**Records shown:**
## START

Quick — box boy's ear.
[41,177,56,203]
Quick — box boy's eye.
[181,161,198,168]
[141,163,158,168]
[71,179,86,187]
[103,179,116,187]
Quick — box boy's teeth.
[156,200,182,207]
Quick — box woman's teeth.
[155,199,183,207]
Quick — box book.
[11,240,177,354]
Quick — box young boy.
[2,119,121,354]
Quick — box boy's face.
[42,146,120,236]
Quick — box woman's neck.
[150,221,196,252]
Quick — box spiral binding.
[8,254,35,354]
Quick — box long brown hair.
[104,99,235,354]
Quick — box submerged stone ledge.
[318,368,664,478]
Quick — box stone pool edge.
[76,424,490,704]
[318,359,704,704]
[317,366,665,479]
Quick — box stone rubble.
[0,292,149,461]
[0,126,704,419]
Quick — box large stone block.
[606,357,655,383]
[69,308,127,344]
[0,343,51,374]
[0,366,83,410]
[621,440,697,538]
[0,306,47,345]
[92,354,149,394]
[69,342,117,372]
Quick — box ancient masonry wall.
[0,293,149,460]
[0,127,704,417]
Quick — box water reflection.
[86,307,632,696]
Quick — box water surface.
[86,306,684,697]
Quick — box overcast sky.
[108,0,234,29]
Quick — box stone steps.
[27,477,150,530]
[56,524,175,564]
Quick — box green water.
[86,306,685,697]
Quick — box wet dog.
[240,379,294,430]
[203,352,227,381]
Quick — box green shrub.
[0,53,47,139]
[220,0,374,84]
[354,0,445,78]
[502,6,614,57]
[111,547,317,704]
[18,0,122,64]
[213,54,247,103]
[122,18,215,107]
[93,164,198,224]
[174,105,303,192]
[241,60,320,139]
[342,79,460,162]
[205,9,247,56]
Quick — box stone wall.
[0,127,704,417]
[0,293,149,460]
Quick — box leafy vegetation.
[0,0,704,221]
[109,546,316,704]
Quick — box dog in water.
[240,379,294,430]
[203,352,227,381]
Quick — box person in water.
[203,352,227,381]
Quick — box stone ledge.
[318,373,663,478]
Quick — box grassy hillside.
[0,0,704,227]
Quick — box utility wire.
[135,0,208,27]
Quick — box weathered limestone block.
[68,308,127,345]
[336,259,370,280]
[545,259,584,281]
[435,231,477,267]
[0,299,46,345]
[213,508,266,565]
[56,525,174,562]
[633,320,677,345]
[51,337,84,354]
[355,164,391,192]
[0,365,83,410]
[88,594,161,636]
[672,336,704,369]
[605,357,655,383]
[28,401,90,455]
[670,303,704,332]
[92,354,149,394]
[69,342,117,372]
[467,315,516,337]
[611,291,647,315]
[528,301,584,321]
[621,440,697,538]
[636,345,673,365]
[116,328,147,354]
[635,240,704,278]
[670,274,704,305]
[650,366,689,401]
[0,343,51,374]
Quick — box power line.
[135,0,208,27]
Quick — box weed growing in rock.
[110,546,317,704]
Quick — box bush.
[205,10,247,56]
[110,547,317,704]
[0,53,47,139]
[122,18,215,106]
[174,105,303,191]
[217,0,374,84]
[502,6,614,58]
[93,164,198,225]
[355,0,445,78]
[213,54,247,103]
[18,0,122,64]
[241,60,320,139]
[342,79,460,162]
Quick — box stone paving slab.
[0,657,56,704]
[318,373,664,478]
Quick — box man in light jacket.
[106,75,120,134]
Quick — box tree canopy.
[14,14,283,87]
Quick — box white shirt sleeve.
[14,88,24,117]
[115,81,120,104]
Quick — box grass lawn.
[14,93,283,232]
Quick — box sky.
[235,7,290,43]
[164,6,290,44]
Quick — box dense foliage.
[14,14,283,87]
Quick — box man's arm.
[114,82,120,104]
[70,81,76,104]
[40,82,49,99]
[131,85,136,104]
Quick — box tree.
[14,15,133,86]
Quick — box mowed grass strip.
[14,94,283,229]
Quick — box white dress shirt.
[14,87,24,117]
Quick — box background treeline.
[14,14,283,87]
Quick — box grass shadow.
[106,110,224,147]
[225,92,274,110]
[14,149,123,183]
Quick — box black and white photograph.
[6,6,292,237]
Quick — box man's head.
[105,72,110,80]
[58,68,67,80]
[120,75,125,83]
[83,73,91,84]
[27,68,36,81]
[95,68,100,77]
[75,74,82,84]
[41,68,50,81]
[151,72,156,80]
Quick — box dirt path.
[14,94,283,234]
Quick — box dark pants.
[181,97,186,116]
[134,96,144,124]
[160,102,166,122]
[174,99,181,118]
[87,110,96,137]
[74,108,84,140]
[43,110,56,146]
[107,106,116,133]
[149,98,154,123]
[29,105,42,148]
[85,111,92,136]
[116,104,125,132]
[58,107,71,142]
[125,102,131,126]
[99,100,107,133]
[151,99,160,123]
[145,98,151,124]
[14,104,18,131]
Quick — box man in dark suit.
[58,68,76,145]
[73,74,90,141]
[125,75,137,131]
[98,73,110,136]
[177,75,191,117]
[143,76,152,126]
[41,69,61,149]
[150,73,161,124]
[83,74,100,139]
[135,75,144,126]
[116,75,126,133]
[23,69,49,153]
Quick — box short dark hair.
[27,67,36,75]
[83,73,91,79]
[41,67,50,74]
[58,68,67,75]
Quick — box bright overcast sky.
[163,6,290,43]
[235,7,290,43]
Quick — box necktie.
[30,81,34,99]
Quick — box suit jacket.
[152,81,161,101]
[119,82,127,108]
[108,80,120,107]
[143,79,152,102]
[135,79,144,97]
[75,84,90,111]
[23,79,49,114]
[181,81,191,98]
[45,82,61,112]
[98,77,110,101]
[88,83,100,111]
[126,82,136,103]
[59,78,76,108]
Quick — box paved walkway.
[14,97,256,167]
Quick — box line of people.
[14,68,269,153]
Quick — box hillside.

## END

**Directions:** Copy every one of the records above, line for line, without changing anything.

**In response:**
Quick — box boy's ear.
[41,177,56,203]
Quick — box boy's eye.
[181,161,198,168]
[141,163,158,168]
[71,179,86,187]
[103,179,116,187]
Quick — box boy's teeth.
[156,200,182,207]
Quick — box woman's teeth.
[155,199,183,207]
Quick — box book.
[11,240,177,354]
Quick — box young boy.
[2,119,121,354]
Quick — box boy's face.
[42,146,120,236]
Quick — box woman's neck.
[150,221,196,252]
Quick — box spiral binding.
[8,254,35,354]
Quick — box long brown hair.
[104,99,235,354]
Quick — box submerged stone ledge.
[318,368,664,478]
Quick — box stone pool edge.
[76,424,490,704]
[318,359,704,704]
[317,366,665,479]
Quick — box stone rubble.
[0,292,149,461]
[0,126,704,419]
Quick — box large stone block.
[606,357,655,383]
[69,308,127,344]
[0,343,51,374]
[0,366,83,410]
[621,440,697,538]
[0,306,47,345]
[92,354,149,394]
[69,342,117,372]
Quick — box ancient masonry wall.
[0,293,149,460]
[0,127,704,417]
Quick — box water reflection.
[86,307,632,696]
Quick — box water surface.
[86,306,684,697]
Quick — box overcast sky.
[108,0,234,29]
Quick — box stone steps.
[27,477,150,530]
[56,524,175,564]
Quick — box green water.
[86,306,685,697]
Quick — box wet dog.
[240,379,294,430]
[203,352,227,381]
Quick — box green shrub.
[0,53,47,139]
[220,0,374,84]
[354,0,445,78]
[502,6,614,57]
[111,547,317,704]
[18,0,122,64]
[213,54,247,103]
[122,18,215,107]
[93,164,198,224]
[174,105,303,192]
[241,60,320,139]
[342,79,460,162]
[205,9,247,56]
Quick — box stone wall.
[0,127,704,417]
[0,293,149,460]
Quick — box leafy vegetation.
[0,0,704,221]
[109,546,316,704]
Quick — box dog in water.
[240,379,294,430]
[203,352,227,381]
Quick — box person in water.
[203,352,227,381]
Quick — box stone ledge.
[318,373,663,478]
Quick — box grassy hillside.
[0,0,704,227]
Quick — box utility wire.
[135,0,208,27]
Quick — box weathered limestone block.
[68,308,127,345]
[336,259,370,280]
[545,259,584,281]
[435,231,477,267]
[0,299,46,345]
[213,508,266,565]
[56,525,174,562]
[633,320,677,345]
[51,337,84,354]
[355,164,391,192]
[0,365,83,410]
[88,594,161,636]
[672,336,704,369]
[605,357,655,383]
[28,401,90,455]
[670,303,704,332]
[92,354,149,394]
[69,342,117,372]
[467,315,516,337]
[611,291,647,315]
[528,301,584,321]
[621,440,697,538]
[636,345,673,365]
[116,328,147,354]
[635,240,704,278]
[670,274,704,305]
[650,366,689,401]
[0,343,51,374]
Quick — box power line.
[135,0,208,27]
Quick — box weed growing in rock.
[110,546,317,704]
Quick — box bush.
[205,10,247,56]
[110,547,317,704]
[0,53,47,139]
[122,18,215,106]
[174,105,303,191]
[217,0,374,84]
[502,6,614,58]
[93,164,198,225]
[355,0,445,78]
[213,54,247,103]
[18,0,122,64]
[241,60,320,139]
[342,79,460,162]
Quick — box stone paving slab.
[0,657,56,704]
[318,373,664,478]
Quick — box man in light jacket.
[106,75,120,134]
Quick — box tree canopy.
[14,14,283,87]
Quick — box white shirt sleeve.
[14,88,24,117]
[115,81,120,104]
Quick — box grass lawn.
[14,93,283,232]
Quick — box sky.
[235,7,290,43]
[164,6,290,44]
Quick — box dense foliage.
[14,14,283,87]
Quick — box man's arm.
[114,82,120,104]
[70,81,76,104]
[40,82,49,99]
[131,85,136,104]
Quick — box tree.
[14,15,133,86]
Quick — box mowed grass strip.
[14,94,283,229]
Quick — box white dress shirt.
[14,87,24,117]
Quick — box background treeline.
[14,14,283,87]
Quick — box grass shadow.
[106,110,224,147]
[225,92,274,110]
[14,149,123,183]
Quick — box black and white photograph.
[6,6,292,237]
Quick — box man's head.
[105,72,110,80]
[58,68,67,80]
[120,75,125,83]
[83,73,91,84]
[27,68,36,81]
[95,68,100,77]
[75,74,82,84]
[41,68,50,81]
[151,72,156,80]
Quick — box dirt path.
[14,94,283,234]
Quick — box dark pants.
[181,97,186,116]
[134,96,144,124]
[160,102,166,122]
[174,99,181,118]
[87,110,96,137]
[74,108,84,140]
[43,110,56,146]
[107,106,116,133]
[149,98,154,123]
[29,105,42,148]
[85,111,92,136]
[116,104,125,132]
[58,107,71,142]
[125,102,131,126]
[99,100,107,133]
[151,99,160,123]
[145,98,151,124]
[14,104,18,131]
Quick — box man in dark suit.
[58,68,76,145]
[73,74,90,141]
[125,75,137,131]
[98,73,110,136]
[177,75,191,117]
[143,76,152,126]
[41,69,61,149]
[150,73,161,124]
[83,74,100,139]
[135,75,144,126]
[116,75,126,133]
[23,69,49,153]
Quick — box short dark hair.
[27,67,36,75]
[83,73,91,79]
[41,67,50,74]
[58,68,67,75]
Quick — box bright overcast sky.
[163,6,290,43]
[235,7,290,43]
Quick — box necktie.
[30,81,34,99]
Quick — box suit jacket.
[152,81,161,101]
[119,82,127,108]
[108,80,120,107]
[143,79,152,102]
[135,79,144,97]
[75,84,90,111]
[23,79,49,114]
[181,81,191,98]
[45,82,61,112]
[98,77,110,101]
[88,83,100,111]
[126,82,136,103]
[59,78,76,108]
Quick — box paved walkway.
[14,97,256,167]
Quick — box line of people.
[14,68,269,153]
Quick — box hillside.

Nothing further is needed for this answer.